▶ Work instructions
The answer must be every line of the records in which the string "below" appears.

Start of Block

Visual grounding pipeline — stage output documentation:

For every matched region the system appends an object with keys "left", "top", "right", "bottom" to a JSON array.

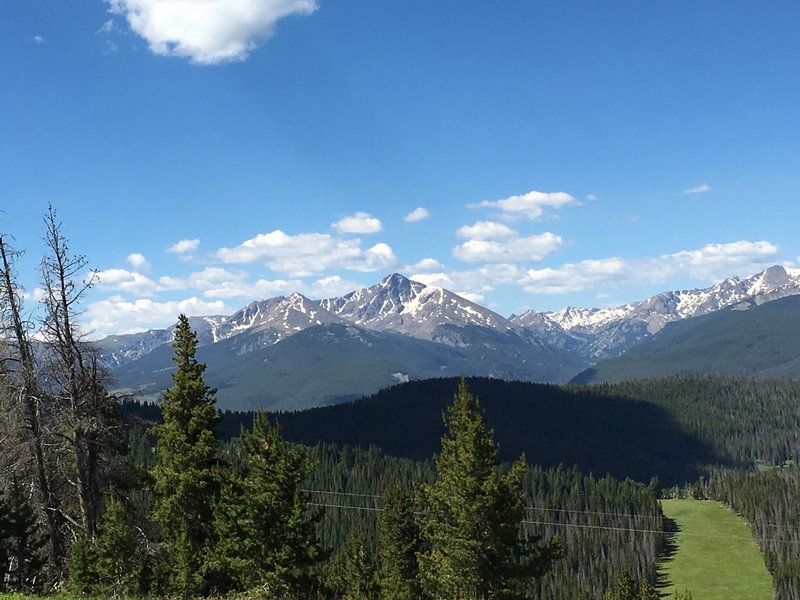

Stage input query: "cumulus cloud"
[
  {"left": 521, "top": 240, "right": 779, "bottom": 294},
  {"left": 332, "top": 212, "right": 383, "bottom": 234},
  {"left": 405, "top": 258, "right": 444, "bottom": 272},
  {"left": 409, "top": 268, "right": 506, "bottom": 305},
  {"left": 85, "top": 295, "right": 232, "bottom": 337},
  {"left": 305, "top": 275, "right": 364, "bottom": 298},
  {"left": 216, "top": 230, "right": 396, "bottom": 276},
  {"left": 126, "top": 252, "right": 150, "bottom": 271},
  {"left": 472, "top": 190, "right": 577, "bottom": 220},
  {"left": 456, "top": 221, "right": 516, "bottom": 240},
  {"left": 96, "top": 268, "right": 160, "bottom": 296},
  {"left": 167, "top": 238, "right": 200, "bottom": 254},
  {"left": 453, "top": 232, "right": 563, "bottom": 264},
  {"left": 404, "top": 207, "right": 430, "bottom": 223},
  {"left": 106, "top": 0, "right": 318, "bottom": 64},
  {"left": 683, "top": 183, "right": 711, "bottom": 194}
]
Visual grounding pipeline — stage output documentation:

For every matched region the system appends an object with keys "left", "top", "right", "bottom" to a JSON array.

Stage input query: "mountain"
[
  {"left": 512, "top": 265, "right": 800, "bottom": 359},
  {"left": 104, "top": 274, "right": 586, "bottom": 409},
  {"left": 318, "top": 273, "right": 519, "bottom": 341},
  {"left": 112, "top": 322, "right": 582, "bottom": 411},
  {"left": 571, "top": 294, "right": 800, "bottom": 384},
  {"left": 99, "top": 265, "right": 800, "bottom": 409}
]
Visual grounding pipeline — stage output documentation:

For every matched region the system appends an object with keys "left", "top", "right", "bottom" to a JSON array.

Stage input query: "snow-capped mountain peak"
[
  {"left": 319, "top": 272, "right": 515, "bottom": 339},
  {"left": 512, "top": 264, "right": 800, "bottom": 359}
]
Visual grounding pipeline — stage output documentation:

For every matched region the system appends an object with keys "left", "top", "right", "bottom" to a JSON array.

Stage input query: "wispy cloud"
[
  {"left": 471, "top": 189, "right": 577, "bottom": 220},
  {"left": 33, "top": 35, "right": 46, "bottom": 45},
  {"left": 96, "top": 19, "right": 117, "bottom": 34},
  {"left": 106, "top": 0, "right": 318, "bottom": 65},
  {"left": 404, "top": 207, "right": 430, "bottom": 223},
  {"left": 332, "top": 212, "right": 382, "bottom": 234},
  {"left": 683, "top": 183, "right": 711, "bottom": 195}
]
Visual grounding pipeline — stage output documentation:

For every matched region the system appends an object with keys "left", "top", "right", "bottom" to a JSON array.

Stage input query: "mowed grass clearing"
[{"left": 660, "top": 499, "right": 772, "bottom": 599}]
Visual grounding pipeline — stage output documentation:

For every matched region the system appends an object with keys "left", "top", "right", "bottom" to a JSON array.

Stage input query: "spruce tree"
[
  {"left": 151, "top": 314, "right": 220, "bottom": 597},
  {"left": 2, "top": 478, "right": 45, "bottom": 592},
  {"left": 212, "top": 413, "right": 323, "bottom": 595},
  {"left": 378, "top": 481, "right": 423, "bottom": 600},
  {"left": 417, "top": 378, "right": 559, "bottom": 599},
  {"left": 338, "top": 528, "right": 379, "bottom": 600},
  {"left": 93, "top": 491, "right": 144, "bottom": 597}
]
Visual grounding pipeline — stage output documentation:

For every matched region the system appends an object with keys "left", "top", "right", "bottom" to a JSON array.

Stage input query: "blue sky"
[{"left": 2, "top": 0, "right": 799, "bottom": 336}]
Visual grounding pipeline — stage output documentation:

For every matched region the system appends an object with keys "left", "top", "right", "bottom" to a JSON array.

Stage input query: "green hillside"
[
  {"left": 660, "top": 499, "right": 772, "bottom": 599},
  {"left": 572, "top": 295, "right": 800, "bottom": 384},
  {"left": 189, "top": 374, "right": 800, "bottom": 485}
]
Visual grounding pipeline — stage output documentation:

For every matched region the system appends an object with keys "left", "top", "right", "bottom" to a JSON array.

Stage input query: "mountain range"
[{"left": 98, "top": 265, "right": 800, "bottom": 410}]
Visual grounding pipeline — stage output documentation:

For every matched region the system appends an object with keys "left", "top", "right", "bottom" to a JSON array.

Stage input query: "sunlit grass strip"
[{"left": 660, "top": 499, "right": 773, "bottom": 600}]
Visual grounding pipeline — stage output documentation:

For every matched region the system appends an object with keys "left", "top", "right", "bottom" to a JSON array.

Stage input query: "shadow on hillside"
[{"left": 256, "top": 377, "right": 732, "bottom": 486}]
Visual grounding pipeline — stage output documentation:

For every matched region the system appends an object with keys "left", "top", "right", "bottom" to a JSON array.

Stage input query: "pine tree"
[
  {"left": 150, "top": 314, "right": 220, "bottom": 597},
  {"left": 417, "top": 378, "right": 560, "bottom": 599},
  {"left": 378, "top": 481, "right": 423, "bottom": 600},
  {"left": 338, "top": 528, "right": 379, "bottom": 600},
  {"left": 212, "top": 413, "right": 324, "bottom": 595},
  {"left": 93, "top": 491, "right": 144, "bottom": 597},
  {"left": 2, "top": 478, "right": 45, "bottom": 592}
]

End of Block
Start of Block

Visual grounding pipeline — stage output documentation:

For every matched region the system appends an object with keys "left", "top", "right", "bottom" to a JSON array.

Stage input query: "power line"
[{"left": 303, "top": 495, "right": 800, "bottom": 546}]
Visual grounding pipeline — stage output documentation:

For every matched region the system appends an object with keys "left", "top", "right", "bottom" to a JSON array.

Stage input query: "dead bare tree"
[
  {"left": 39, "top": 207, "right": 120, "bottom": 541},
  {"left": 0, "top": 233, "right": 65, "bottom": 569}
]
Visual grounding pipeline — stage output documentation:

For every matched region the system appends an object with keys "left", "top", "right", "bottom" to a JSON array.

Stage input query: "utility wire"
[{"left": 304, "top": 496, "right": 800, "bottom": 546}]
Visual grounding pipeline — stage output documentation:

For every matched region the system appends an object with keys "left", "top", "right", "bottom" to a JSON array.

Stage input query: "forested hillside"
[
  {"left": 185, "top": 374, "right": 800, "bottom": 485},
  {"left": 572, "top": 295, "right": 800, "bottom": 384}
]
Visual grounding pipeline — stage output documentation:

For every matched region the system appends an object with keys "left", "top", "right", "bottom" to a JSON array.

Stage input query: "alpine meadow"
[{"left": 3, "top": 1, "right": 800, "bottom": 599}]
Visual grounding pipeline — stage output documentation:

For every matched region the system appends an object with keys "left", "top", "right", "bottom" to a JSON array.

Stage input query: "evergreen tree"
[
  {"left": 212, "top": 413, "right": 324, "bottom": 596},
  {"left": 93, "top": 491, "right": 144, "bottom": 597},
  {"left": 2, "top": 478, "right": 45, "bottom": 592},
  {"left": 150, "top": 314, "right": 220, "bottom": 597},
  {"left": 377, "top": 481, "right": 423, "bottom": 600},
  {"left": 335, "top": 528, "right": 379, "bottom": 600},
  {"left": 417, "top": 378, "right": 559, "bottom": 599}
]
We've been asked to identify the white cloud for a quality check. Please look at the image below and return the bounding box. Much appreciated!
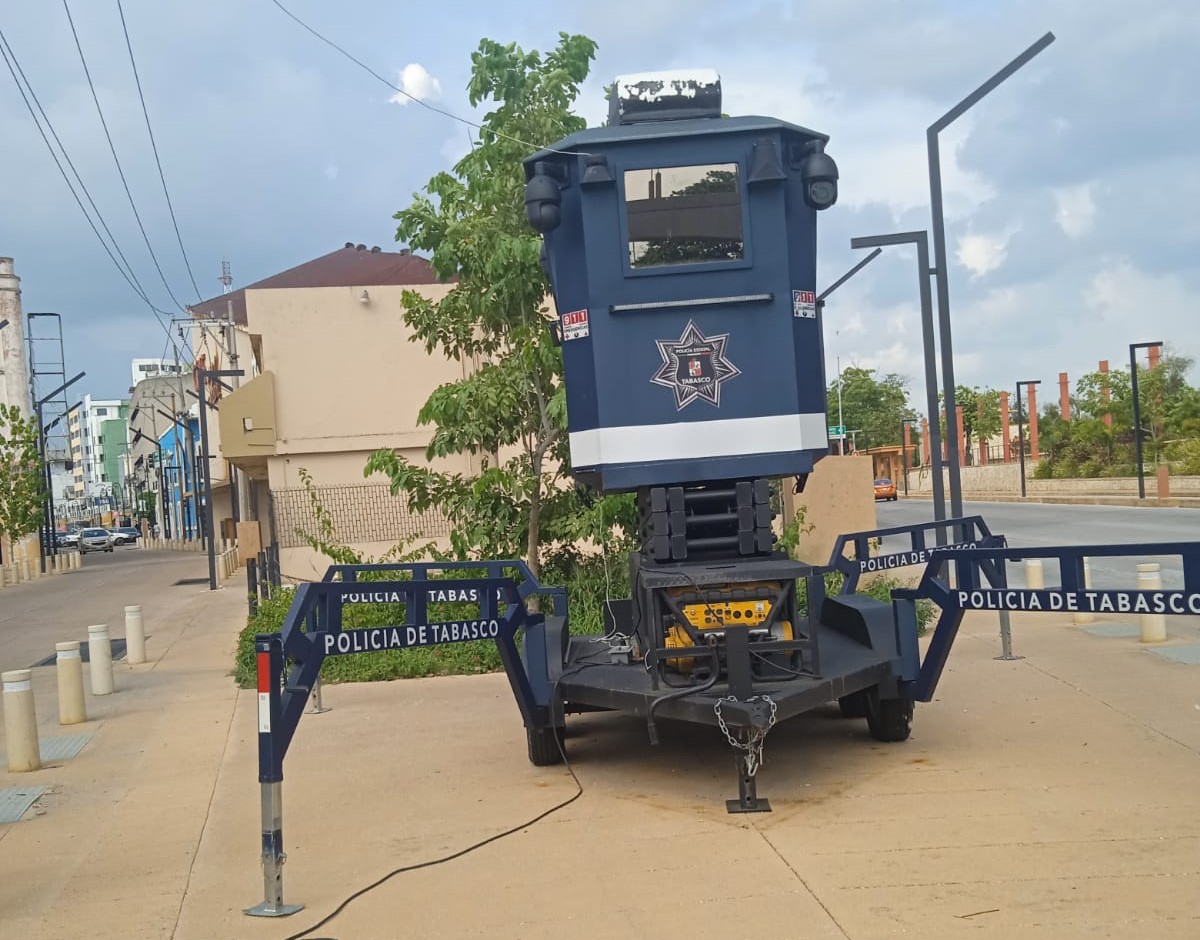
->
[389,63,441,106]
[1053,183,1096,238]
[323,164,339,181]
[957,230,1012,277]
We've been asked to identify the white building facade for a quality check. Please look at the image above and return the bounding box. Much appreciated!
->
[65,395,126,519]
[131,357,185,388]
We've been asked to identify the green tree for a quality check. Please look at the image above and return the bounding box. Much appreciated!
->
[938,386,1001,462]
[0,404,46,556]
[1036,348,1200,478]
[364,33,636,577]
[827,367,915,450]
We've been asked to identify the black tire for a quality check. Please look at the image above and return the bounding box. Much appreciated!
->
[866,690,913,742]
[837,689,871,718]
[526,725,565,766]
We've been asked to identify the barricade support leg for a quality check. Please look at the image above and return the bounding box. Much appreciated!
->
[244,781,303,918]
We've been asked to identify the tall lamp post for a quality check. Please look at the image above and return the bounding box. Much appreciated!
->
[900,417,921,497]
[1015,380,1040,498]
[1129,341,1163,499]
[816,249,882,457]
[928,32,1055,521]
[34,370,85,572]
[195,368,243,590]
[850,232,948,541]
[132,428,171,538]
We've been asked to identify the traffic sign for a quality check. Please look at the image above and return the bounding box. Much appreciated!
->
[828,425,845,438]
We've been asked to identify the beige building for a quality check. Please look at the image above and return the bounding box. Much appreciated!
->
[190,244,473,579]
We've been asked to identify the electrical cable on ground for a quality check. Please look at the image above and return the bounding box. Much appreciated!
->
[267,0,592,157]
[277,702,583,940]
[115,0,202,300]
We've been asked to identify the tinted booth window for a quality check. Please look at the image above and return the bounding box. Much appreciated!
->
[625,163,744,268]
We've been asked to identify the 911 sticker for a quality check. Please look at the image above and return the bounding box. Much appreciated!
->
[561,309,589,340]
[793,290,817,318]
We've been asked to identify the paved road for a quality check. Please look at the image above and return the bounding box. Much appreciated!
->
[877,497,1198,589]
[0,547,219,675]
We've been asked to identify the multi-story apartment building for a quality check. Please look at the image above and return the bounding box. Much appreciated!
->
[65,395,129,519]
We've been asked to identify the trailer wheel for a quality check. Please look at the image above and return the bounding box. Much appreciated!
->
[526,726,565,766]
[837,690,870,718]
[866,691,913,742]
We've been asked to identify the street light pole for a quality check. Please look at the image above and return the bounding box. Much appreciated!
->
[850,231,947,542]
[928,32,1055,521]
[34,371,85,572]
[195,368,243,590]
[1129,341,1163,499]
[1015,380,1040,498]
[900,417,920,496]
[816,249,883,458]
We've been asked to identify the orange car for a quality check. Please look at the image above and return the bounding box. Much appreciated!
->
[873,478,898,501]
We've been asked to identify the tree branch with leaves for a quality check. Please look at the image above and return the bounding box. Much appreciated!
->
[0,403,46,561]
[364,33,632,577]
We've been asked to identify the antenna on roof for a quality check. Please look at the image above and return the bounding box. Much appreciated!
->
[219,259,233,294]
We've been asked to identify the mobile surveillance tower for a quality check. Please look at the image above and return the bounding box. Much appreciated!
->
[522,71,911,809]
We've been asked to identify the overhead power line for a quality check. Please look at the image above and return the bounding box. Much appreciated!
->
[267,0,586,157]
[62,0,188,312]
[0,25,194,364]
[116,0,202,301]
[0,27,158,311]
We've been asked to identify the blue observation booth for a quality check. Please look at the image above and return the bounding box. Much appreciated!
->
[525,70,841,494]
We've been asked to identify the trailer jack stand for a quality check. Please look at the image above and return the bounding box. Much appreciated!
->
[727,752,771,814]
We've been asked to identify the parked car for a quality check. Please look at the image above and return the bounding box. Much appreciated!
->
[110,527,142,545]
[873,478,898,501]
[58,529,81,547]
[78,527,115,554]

End of Block
Start of Block

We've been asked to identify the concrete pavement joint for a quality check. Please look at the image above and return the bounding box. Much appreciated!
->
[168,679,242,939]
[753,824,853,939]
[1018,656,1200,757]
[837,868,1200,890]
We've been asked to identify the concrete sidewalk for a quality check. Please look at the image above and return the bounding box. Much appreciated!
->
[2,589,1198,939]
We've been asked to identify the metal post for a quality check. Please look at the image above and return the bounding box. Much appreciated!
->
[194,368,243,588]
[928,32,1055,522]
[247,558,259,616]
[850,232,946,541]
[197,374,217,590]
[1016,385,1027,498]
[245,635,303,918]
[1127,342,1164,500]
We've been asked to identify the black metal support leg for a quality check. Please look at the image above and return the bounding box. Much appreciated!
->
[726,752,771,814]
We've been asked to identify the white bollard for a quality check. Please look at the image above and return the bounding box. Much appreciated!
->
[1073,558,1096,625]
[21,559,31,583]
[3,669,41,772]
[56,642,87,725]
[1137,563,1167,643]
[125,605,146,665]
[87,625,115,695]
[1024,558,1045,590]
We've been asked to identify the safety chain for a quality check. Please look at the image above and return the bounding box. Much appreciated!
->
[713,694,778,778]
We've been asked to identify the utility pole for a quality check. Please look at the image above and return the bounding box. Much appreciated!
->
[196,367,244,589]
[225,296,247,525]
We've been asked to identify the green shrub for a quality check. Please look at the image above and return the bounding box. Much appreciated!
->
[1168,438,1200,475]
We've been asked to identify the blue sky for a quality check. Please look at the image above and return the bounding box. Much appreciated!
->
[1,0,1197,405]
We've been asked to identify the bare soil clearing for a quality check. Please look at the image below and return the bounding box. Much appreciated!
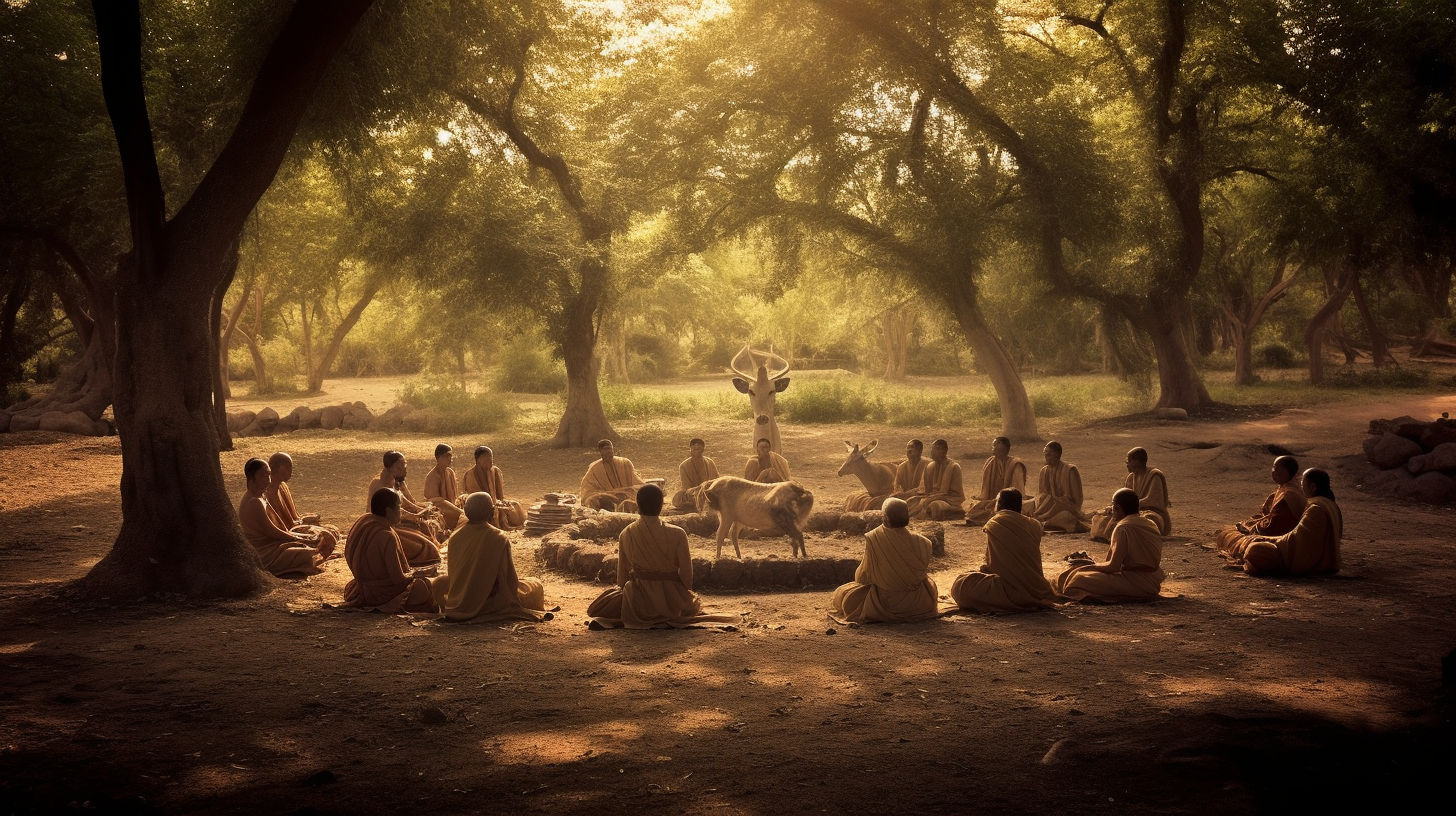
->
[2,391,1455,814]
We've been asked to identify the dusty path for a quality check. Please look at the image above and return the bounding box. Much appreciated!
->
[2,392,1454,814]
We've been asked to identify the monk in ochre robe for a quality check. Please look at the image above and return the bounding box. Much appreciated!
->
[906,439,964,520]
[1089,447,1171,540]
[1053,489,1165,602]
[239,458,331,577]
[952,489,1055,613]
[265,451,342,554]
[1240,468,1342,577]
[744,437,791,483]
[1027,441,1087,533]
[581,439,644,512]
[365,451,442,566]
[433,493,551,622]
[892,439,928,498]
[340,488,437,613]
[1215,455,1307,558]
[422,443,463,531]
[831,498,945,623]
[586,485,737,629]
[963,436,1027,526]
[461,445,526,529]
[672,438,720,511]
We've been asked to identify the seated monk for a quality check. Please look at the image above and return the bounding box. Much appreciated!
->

End of Block

▶ Response to the task
We've been asked to identify the white cloud for a quality check. Please look at the image below and return the bounding box. Much appreciated!
We've been asked to identify the bare soil clearing for a quality check. Please look at the image below and return the bounding box. Much appreciated!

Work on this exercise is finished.